◆ **WHAT THE EXERCISE ASKS**: Copy the rows below word for word, starting at the line that contains "of the crowd" and running through the end of the rows, with both ends included.

[start RECORDS FOR THE EXERCISE]

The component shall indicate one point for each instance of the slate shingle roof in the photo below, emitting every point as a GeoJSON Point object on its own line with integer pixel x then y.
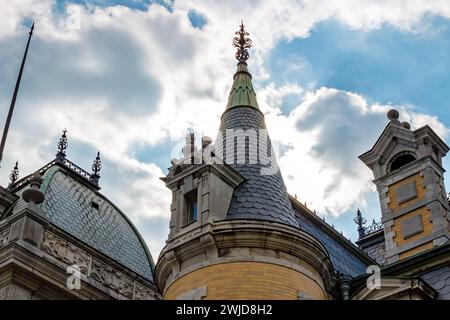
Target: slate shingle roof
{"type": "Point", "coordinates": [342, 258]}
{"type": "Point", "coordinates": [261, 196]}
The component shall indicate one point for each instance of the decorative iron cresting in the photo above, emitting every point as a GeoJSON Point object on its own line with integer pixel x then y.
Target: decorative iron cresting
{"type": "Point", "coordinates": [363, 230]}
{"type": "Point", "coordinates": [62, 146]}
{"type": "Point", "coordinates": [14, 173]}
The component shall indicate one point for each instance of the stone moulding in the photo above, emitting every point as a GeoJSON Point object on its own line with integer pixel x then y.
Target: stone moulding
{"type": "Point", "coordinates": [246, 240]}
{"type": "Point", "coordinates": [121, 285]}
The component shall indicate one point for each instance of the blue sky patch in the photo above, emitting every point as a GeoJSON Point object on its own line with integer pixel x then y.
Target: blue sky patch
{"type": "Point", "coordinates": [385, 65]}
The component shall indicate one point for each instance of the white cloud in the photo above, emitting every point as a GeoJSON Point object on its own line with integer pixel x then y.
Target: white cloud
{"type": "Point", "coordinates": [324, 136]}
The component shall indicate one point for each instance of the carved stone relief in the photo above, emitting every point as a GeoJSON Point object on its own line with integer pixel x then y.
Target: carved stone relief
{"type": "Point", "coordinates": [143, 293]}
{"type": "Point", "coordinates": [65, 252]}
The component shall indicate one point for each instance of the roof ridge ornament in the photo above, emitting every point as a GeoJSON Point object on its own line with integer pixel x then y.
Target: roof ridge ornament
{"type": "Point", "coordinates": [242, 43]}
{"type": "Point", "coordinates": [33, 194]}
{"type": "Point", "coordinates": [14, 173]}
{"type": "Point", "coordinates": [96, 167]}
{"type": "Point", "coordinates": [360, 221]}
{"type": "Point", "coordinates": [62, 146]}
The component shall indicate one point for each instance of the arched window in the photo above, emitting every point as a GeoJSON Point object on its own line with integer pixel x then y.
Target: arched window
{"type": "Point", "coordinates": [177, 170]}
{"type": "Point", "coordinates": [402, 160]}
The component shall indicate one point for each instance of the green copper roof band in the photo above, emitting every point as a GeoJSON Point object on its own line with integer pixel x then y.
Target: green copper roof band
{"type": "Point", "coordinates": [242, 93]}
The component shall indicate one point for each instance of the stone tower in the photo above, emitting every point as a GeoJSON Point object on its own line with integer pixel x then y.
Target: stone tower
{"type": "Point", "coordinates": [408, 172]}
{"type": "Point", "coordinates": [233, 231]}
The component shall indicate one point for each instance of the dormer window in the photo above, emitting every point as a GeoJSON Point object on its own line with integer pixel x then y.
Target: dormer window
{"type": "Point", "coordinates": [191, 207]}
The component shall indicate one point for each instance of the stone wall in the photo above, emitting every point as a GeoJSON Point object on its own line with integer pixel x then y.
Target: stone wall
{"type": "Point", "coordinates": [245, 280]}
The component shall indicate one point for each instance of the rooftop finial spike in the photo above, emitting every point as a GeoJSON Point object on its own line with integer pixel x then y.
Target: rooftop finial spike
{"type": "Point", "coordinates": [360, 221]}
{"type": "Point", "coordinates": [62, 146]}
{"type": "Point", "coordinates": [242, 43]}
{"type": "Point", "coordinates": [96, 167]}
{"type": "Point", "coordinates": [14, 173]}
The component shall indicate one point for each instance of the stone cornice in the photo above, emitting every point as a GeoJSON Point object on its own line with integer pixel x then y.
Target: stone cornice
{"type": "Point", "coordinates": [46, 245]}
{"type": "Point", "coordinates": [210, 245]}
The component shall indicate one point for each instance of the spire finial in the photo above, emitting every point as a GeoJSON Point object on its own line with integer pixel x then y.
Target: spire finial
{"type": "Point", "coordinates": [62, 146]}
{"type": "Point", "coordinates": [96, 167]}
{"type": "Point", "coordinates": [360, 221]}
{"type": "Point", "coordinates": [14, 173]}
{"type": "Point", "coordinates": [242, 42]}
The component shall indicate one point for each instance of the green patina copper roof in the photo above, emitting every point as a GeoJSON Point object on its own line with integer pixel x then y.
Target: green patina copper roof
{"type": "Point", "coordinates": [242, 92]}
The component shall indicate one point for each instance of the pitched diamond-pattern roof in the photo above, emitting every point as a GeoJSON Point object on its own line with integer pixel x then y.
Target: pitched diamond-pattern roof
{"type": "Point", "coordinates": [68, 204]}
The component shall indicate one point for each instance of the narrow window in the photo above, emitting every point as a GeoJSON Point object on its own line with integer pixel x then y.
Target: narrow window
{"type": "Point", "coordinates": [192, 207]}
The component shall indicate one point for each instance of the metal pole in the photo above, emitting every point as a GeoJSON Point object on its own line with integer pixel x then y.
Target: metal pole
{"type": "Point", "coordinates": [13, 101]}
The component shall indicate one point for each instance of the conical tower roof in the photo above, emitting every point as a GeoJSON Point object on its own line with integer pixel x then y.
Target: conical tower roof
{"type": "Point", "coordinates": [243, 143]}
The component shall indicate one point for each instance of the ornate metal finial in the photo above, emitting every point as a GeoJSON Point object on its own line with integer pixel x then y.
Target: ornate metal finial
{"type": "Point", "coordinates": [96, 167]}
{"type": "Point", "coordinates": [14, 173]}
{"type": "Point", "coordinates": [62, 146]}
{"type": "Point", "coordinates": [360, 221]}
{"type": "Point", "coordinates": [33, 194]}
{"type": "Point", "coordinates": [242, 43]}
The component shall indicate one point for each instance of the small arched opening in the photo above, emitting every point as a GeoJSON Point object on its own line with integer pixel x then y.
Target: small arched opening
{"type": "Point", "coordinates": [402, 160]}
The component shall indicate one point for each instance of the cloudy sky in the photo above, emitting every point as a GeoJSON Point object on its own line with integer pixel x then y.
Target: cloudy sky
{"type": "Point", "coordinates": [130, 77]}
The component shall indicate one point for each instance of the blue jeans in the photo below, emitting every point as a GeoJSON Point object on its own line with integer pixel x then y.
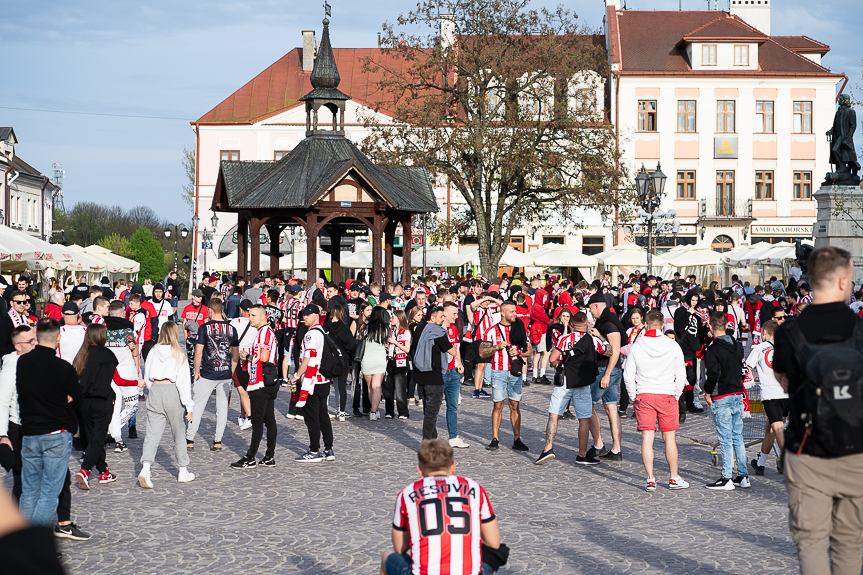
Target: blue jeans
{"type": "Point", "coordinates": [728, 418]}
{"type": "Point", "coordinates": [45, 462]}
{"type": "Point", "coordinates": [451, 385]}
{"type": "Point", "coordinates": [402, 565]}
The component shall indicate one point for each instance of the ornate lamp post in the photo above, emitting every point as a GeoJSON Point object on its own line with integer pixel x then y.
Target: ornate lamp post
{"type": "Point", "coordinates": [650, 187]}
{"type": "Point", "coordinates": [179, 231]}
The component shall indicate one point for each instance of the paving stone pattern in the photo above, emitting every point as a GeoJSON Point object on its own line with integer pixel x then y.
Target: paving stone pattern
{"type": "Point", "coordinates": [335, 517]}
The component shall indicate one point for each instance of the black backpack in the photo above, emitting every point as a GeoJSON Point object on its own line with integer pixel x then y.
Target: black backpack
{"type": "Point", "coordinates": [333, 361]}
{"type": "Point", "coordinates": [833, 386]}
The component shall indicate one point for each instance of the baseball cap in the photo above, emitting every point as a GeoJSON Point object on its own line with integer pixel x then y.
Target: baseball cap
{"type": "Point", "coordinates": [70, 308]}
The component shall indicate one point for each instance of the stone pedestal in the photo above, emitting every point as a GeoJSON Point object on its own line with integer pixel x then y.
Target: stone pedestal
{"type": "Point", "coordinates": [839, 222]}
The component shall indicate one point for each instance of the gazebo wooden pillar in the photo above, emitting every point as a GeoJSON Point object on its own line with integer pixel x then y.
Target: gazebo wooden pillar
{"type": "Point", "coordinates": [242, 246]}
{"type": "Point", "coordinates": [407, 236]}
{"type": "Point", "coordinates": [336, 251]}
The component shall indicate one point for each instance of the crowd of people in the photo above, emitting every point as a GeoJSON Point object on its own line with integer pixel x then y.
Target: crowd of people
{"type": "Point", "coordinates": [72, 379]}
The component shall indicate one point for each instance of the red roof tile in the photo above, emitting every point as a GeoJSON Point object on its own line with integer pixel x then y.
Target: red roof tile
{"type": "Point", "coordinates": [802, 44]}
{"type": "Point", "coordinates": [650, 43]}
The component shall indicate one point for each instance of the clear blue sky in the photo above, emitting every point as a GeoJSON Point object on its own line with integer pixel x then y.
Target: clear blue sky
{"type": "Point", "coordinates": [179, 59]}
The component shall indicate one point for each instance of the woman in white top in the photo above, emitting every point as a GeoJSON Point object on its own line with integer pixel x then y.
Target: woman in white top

[end RECORDS FOR THE EXERCISE]

◆ **FULL RESPONSE**:
The component shall indicate one point for each instance of the crowd of people in the photo above, emitting every point as a GeoJSON Point object on its own line with integer pixel x then y.
Target: crowd of people
{"type": "Point", "coordinates": [72, 379]}
The component shall indicate one point for each instance of the red roof tile in the photo above, emitting every point as a GeoJSON Point object on its own line with integer pixel x then y.
Target: red roof tile
{"type": "Point", "coordinates": [802, 44]}
{"type": "Point", "coordinates": [650, 43]}
The component shall indicate one point for each instance of the clear blue sky in the photo above, emitting every point as a GeoJSON Point object on its own line with integer pixel x then y.
Target: clear blue sky
{"type": "Point", "coordinates": [179, 59]}
The component shall indicate one point for each instance of the woman in white top in the photo above, emitting every point as a GeoJSON Point object on its own line with integer pixel x then y.
Target: woman in white top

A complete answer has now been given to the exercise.